Text shown
>>>>>
Britain’s annual inflation rate experienced its first increase this year, climbing to 2.2% in July, according to official data released on Wednesday. This marks an uptick from the 2.0% annual inflation rate recorded in June, surpassing the Bank of England’s target.
The rise in the Consumer Prices Index (CPI) was largely attributed to the fact that gas and electricity prices fell at a slower rate compared to the previous year. This slower decline in energy costs contributed significantly to the increase in the overall inflation rate.
Analysts suggest that the higher inflation rate could impact the Bank of England’s plans to reduce interest rates. Earlier this month, the Bank of England had reduced borrowing costs for the first time since the COVID-19 pandemic, as inflation had moderated from its four-decade highs toward the 2% target.
Ruth Gregory, Deputy Chief UK Economist at Capital Economics, noted that the latest data might not fully alleviate the Bank’s concerns about ongoing price pressures. “It probably isn’t enough to prompt a consecutive interest rate cut in September,” Gregory commented. However, she anticipates that the Bank of England might implement another rate cut later this year, potentially reducing the main interest rate from 5.0% to 4.5%.
The recent data highlights the ongoing challenges facing the UK economy as it navigates post-pandemic recovery and inflationary pressures.
<<<<<
Material supplied
>>>>>
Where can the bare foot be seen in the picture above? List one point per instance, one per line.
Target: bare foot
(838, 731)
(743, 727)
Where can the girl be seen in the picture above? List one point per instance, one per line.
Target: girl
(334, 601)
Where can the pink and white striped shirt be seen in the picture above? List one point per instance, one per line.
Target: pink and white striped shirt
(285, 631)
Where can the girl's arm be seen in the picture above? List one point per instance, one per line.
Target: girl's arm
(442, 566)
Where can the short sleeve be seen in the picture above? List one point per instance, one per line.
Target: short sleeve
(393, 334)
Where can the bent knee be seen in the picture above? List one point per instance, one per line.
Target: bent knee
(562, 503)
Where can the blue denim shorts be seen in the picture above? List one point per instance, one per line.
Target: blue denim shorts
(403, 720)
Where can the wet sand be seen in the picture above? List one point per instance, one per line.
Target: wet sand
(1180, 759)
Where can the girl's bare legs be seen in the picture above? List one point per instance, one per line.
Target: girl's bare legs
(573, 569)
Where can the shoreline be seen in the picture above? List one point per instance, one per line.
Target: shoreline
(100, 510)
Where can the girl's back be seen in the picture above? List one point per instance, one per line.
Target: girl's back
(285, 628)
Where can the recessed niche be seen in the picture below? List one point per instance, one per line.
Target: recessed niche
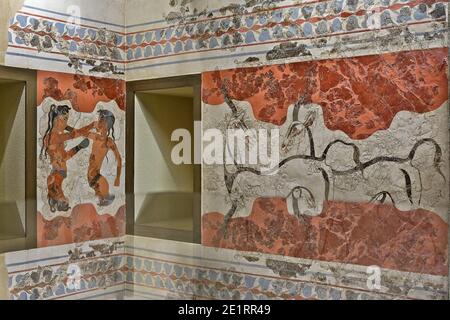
(166, 198)
(12, 159)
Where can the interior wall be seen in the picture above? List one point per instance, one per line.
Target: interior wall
(157, 116)
(12, 158)
(72, 36)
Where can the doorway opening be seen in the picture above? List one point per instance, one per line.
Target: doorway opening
(166, 195)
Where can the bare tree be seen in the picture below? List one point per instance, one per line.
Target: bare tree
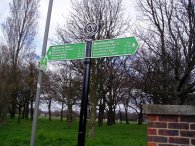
(19, 30)
(168, 49)
(109, 16)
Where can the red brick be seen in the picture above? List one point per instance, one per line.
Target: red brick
(193, 141)
(192, 127)
(168, 132)
(152, 131)
(187, 119)
(178, 125)
(152, 118)
(157, 125)
(168, 118)
(187, 133)
(167, 145)
(152, 144)
(160, 139)
(179, 140)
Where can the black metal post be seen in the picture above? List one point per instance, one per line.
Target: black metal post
(85, 91)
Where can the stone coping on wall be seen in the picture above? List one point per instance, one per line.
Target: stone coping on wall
<<<<<
Set of tasks
a – Answer these from the UK inflation article, one line each:
(i) What was the annual inflation rate in June?
(ii) To what was the rise in the Consumer Prices Index largely attributed?
(iii) What position does Ruth Gregory hold?
b – List every percentage figure in the UK inflation article, each with what it refers to.

Answers per task
a –
(i) 2.0%
(ii) Gas and electricity prices fell at a slower rate than in the previous year.
(iii) Deputy Chief UK Economist at Capital Economics

b –
- 2.2%: Britain's annual inflation rate in July
- 2.0%: the annual inflation rate recorded in June
- 2%: the Bank of England's inflation target
- 5.0%: the main interest rate that a further cut would reduce
- 4.5%: the level to which the main interest rate might be reduced